[RECORDS FOR PROCESSING — start]

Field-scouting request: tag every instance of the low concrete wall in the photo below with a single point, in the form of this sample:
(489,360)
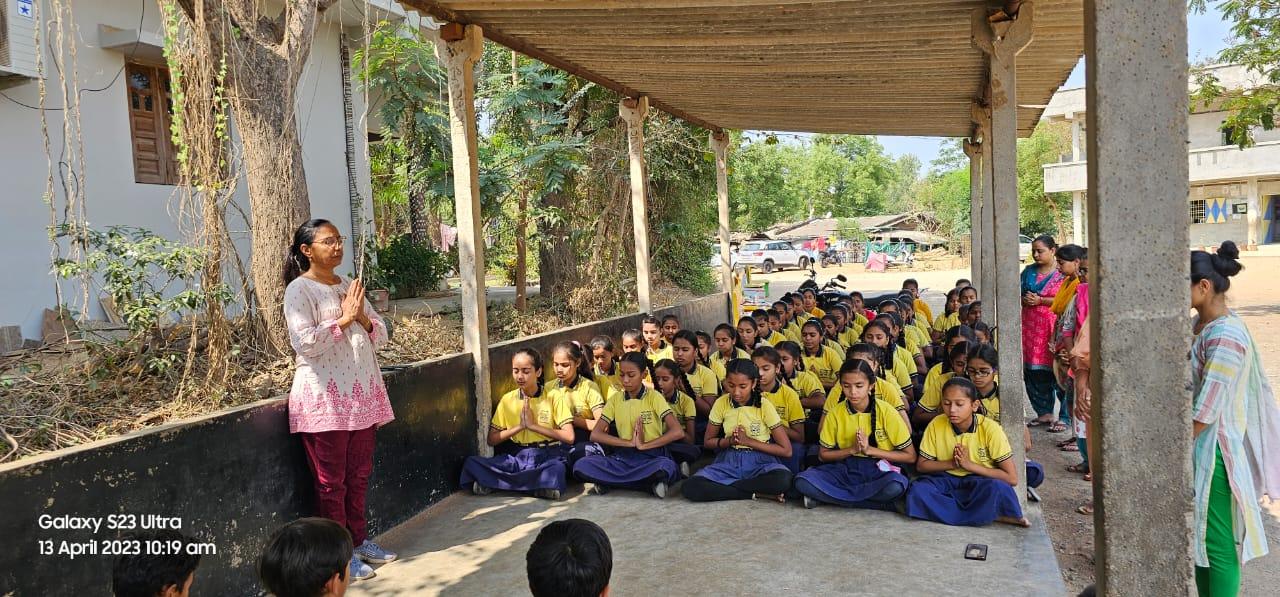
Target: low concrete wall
(231,478)
(698,314)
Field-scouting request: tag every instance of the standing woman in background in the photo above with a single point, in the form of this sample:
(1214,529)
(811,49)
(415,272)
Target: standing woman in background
(338,396)
(1235,454)
(1041,282)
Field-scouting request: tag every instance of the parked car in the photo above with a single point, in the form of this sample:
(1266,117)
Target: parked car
(772,255)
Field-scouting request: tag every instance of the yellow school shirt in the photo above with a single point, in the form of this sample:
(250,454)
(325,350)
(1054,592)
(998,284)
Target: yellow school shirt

[RECORDS FOR PROCESSING — finish]

Check the lines above and copy each one that includes "school".

YOUR RESPONSE:
Field-scouting request: tag every instance of the yellow school shirt in the photo above with a single point, in the form of this sample:
Target: yellow school shirt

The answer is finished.